------ DATASET RECORDS ------

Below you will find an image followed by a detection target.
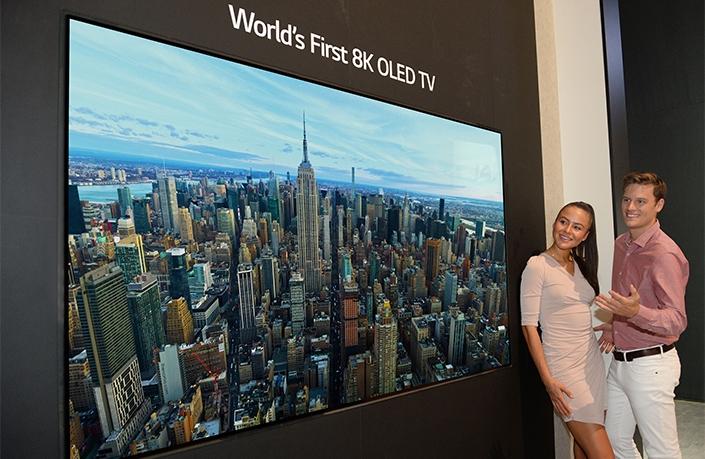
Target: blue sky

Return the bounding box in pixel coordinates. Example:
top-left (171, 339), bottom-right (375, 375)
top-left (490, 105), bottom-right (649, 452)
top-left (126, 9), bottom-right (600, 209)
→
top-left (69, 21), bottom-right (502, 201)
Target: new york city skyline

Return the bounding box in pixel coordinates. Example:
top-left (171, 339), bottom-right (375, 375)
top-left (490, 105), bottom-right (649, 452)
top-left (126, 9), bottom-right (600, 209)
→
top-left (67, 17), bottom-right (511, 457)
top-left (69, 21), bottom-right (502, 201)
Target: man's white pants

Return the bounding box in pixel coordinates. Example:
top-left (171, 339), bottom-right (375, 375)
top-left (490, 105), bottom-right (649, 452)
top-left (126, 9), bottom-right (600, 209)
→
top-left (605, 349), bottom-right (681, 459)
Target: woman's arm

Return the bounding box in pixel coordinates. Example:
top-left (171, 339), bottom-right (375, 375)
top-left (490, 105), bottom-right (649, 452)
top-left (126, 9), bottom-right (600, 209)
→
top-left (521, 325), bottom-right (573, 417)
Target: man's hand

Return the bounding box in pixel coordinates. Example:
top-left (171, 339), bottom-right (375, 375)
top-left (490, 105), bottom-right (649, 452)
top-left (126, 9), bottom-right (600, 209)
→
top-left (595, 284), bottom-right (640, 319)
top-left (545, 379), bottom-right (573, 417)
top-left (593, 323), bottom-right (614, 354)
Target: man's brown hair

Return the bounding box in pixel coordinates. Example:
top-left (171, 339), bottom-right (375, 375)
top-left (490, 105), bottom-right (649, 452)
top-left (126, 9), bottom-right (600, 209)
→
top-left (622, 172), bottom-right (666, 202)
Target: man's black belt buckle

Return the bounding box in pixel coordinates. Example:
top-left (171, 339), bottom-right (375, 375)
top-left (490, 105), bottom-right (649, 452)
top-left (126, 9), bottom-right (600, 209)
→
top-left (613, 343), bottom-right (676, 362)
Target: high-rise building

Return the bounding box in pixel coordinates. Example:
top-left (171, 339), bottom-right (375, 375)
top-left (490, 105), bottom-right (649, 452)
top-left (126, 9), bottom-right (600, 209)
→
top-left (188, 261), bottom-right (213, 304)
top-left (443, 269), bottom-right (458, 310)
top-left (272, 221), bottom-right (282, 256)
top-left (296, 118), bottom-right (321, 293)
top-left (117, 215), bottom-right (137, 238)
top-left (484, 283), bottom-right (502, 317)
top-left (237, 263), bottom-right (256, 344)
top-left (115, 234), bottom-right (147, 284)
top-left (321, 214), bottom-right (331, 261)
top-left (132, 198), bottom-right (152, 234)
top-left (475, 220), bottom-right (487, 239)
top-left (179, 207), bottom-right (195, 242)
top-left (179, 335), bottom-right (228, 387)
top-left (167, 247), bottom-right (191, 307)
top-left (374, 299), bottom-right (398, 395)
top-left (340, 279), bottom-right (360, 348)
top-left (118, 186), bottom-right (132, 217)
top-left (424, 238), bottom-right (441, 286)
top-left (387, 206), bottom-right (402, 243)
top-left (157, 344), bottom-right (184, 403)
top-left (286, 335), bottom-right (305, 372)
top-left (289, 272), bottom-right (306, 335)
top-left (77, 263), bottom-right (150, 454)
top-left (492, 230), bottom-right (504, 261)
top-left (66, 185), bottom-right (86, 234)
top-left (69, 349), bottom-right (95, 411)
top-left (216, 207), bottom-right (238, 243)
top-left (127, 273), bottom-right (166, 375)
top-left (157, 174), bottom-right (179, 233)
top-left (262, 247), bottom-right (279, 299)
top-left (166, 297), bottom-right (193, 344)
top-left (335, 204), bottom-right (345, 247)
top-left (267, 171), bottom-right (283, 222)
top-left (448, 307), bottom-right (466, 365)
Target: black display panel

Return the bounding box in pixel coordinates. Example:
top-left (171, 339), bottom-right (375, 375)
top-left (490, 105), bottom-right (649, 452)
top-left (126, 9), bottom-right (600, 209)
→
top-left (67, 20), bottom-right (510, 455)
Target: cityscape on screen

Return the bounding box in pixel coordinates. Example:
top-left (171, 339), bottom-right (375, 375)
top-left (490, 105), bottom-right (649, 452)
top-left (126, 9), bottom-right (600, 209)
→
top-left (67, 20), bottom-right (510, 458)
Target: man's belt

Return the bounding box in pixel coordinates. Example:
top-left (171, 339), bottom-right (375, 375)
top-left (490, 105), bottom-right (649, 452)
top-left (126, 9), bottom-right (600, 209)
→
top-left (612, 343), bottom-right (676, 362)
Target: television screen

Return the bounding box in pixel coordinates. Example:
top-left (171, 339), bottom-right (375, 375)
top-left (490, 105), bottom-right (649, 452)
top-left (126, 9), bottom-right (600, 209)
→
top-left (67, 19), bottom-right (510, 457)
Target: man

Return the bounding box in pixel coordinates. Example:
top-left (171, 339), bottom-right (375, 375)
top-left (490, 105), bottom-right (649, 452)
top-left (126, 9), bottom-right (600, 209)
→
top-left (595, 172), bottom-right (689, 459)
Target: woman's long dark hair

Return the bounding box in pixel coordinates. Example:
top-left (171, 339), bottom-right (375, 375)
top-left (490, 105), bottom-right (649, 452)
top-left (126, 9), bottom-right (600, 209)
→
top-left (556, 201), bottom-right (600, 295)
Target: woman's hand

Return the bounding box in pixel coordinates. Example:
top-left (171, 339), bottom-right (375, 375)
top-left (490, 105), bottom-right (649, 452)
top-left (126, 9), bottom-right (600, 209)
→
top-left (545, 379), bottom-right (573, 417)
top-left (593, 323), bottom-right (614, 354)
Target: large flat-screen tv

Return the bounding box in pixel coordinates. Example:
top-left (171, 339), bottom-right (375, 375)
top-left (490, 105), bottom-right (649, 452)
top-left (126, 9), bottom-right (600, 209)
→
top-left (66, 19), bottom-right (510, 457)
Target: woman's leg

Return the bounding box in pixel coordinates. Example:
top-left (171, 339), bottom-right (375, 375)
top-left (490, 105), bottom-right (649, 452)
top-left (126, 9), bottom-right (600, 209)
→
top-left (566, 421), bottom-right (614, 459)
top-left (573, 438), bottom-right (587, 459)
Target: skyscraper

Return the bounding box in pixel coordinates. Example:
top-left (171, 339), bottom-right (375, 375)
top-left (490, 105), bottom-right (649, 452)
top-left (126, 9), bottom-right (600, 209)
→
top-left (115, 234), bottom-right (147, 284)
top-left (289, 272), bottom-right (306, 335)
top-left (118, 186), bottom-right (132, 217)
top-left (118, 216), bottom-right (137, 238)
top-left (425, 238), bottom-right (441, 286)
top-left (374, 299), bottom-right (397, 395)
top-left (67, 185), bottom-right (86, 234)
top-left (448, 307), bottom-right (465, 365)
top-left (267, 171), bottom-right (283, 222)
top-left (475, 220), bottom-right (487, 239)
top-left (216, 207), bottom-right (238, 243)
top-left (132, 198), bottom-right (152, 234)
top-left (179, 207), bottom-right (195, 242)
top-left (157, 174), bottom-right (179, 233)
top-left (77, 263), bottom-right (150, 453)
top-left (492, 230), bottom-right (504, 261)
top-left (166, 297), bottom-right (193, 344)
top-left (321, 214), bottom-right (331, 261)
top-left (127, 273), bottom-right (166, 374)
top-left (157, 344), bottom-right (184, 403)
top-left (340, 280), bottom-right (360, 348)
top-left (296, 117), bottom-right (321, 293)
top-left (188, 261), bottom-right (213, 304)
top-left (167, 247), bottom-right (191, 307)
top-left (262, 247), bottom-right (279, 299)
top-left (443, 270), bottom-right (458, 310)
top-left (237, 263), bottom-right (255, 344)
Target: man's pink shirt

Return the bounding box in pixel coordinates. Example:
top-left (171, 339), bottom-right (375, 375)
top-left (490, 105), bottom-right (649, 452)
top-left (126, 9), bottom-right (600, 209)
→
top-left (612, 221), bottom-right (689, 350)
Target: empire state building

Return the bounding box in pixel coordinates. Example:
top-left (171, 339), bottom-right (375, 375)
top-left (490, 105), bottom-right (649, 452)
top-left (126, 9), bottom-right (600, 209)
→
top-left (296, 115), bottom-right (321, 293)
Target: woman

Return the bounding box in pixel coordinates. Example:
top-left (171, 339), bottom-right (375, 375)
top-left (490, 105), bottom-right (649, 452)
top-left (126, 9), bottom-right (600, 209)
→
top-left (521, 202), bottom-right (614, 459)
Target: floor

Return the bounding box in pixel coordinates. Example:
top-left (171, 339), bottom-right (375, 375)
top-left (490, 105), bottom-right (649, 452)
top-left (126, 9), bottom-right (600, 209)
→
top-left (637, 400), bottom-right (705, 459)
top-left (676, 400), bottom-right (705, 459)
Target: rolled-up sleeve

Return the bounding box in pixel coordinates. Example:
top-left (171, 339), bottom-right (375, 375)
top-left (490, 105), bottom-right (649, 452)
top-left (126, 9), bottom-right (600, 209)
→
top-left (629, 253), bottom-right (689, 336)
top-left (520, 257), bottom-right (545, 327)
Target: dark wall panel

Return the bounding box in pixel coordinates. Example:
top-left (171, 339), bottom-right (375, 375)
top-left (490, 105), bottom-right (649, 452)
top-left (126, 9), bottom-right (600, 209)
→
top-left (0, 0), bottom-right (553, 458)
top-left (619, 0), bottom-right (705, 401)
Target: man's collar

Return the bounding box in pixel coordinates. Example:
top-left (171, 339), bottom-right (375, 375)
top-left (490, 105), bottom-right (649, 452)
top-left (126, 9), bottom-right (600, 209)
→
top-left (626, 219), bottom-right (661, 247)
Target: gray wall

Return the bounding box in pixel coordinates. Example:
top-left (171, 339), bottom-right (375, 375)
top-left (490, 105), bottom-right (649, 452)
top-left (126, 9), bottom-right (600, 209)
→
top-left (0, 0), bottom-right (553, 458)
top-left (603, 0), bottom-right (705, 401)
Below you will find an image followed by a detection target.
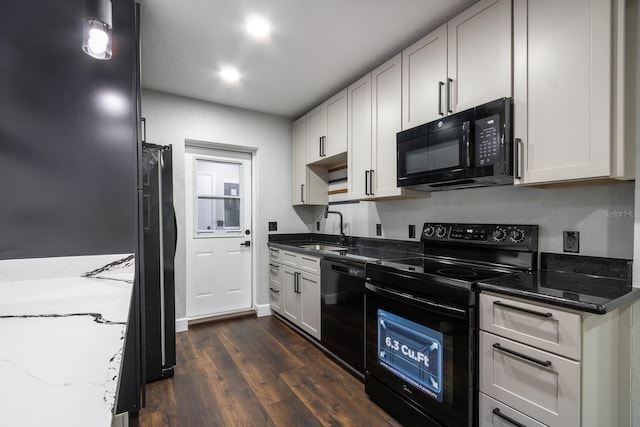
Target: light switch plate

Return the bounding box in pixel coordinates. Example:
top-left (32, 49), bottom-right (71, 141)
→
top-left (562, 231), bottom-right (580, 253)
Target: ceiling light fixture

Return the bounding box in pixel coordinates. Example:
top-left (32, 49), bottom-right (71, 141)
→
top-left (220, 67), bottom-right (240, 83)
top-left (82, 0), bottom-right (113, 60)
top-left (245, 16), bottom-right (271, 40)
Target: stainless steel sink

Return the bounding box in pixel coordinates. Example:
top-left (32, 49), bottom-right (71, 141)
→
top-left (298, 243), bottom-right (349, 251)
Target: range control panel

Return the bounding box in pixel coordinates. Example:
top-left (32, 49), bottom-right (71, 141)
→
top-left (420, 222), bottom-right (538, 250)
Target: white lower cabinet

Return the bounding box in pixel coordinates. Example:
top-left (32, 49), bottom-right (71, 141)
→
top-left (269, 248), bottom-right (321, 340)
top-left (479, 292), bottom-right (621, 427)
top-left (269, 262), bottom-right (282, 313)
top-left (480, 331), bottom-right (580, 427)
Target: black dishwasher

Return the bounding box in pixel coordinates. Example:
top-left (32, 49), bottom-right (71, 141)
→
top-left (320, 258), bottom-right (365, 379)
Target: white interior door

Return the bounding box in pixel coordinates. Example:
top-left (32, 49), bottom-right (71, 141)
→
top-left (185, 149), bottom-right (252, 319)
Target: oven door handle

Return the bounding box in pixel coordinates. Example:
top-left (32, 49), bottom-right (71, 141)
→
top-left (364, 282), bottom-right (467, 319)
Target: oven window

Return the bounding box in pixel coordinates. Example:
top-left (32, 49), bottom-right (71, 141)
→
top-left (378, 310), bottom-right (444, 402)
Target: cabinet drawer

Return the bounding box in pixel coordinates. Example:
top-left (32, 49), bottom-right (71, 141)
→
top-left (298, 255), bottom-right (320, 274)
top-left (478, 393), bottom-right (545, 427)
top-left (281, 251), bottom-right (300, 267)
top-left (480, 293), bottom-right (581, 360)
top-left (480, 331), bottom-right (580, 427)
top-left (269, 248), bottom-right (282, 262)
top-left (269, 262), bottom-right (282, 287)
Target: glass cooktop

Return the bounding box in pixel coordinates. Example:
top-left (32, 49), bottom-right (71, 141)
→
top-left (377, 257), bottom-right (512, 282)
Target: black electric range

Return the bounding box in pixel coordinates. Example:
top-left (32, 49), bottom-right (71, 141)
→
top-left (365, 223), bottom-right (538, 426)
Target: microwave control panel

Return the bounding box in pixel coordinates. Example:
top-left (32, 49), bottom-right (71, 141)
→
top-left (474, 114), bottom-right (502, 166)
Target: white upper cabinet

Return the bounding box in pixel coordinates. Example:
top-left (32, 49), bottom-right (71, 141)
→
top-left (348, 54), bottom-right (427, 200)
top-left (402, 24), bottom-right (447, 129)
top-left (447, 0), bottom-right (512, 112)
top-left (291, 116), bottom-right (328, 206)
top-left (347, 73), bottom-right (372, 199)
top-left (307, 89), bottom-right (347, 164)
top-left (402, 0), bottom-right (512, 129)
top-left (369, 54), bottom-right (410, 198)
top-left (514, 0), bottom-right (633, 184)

------

YOUR INSTRUCTIONS. Return each line in the records above that contains the word "wall", copied in full.

TASK ANSWER.
Target: dark wall panel
Target: gray wall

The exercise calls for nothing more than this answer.